» Work request
Pictures must be dropped from the copy of the entries below; all else is returned exactly.

» The records
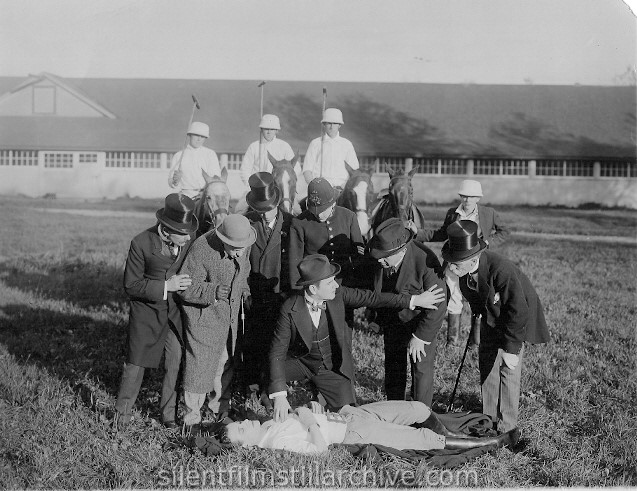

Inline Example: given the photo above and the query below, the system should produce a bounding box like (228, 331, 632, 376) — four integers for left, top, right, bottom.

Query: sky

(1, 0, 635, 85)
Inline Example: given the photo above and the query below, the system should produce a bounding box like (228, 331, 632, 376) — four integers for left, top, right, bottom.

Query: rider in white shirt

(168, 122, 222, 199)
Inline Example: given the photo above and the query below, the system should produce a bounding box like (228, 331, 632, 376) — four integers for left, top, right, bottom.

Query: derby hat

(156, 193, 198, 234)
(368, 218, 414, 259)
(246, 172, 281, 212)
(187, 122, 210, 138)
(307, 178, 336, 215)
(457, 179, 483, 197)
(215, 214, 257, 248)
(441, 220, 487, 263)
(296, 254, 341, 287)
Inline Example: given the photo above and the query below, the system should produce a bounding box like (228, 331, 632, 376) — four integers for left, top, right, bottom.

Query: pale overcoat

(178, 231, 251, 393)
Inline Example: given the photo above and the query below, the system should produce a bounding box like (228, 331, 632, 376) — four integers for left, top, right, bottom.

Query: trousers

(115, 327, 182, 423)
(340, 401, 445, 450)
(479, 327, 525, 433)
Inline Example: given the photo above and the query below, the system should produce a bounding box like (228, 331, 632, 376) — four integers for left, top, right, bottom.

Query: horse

» Final answer
Inline Example: given the photo above and the query below, the system should produce a bounding box like (228, 331, 632, 376) — four integers for left, top, right, bottom.

Query: sky

(1, 0, 635, 85)
Inline Example: given the photo above and the query below, the system should produce a bounding box like (228, 331, 632, 376) — four integers for left, top, right, bottom.

Query: rider in white shirt

(168, 122, 222, 199)
Inline Example: given the photo above and the query below, the system should produce a bounding box like (228, 331, 632, 376) — four integers for left, top, right, bottom.

Query: derby hat

(156, 193, 198, 234)
(368, 218, 414, 259)
(246, 172, 281, 212)
(187, 122, 210, 138)
(307, 178, 336, 215)
(457, 179, 483, 197)
(215, 214, 257, 248)
(441, 220, 487, 263)
(296, 254, 341, 287)
Inline Example: given the photo above and the query below, the system should produce a bounding box like (228, 331, 632, 376) — four integers for left, top, right, bottom.

Query: pale overcoat

(178, 231, 251, 393)
Inline Example: given the photo above and the query below, the system should produce a bounding box like (228, 331, 632, 376) — four integers for left, top, right, bottom.

Query: trousers

(115, 327, 182, 423)
(340, 401, 445, 450)
(479, 327, 525, 433)
Inline Example: given the photo above and the query below, the system should produce a bounding box like (228, 331, 632, 376) — four integers for left, top, right, bottom.

Query: horse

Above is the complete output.